» **Bloc de texte**
--------
Loi Duplomb : le Conseil constitutionnel censure les dispositions autorisant la réintroduction de l’acétamipride
L’Elysée a fait savoir qu’Emmanuel Macron « a pris bonne note de la décision du Conseil constitutionnel » et « promulguera » le texte « tel [qu’il] résulte de cette décision », c’est-à-dire sans ce pesticide contenant des néonicotinoïdes.

Le Conseil constitutionnel a estimé, jeudi 7 août, que la loi dite « Duplomb », visant à lever les contraintes à l’exercice du métier d’agriculteur, a été adoptée dans les règles. Toutefois, « au regard des exigences de la charte de l’environnement », il a censuré les dispositions de l’article 2 autorisant à déroger à l’interdiction d’utiliser des produits phytopharmaceutiques contenant « des néonicotinoïdes ou autres substances assimilées, ainsi que des semences traitées avec ces produits ». Parmi eux, l’acétamipride, banni en France depuis 2020, comme tous les produits de cette famille, en raison de leur impact délétère sur les insectes pollinisateurs, devait être à nouveau autorisé pour certaines cultures (betterave à sucre, noisette…).
Selon cette charte, « le législateur doit, lorsqu’il adopte des mesures susceptibles de porter une atteinte grave et durable à un environnement équilibré et respectueux de la santé, veiller à ce que les choix destinés à répondre aux besoins du présent ne compromettent pas la capacité des générations futures et des autres peuples à satisfaire leurs propres besoins, en préservant leur liberté de choix à cet égard », précise le communiqué.
--------
» **Liste des données**
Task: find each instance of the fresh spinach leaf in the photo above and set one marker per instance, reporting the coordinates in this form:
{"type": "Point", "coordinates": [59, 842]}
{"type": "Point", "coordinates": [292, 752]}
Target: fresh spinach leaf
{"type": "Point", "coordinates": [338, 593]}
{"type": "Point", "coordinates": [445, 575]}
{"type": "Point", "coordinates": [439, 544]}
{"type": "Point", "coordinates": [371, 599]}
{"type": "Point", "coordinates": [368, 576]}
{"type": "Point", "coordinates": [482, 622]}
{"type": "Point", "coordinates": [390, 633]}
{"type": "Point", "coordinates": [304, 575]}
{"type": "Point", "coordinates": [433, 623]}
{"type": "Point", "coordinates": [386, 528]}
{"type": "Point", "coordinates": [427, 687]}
--------
» **Consigne écrite**
Prolongez l'article sur la censure de la loi Duplomb par le Conseil constitutionnel en reprenant juste après la phrase qui cite la charte de l'environnement.

» **Réponse à la consigne**
Le Conseil constitutionnel a également opéré deux réserves d’interprétation des dispositions « facilitant l’implantation de certains ouvrages de stockage d’eau », et a validé les autres dispositions contestées, à l’exception d’un « cavalier législatif ».
Emmanuel Macron « promulguera » le texte
L’Elysée a fait savoir qu’Emmanuel Macron « a pris bonne note de la décision du Conseil constitutionnel » et « promulguera » le texte « tel [qu’il] résulte de cette décision dans les meilleurs délais ».
Adoptée le 8 juillet à l’Assemblée nationale, après un parcours législatif qualifié de « chaotique » par certains députés et marqué par le rejet en bloc des amendements de l’opposition – grâce à une motion de rejet préalable soutenue de manière inédite par les défenseurs du texte –, la loi Duplomb a provoqué ensuite une très grande mobilisation.
Tout d’abord de la part de parlementaires qui ont demandé au Conseil constitutionnel de trancher la question de la compatibilité de la loi Duplomb avec certains principes fondamentaux. Mais aussi de la part de la société civile : une pétition citoyenne demandant son abrogation a recueilli plus de 2 millions de signatures. Une demande relayée par des scientifiques dans une tribune exhortant le Conseil constitutionnel à censurer la loi Duplomb « au nom du principe de précaution ».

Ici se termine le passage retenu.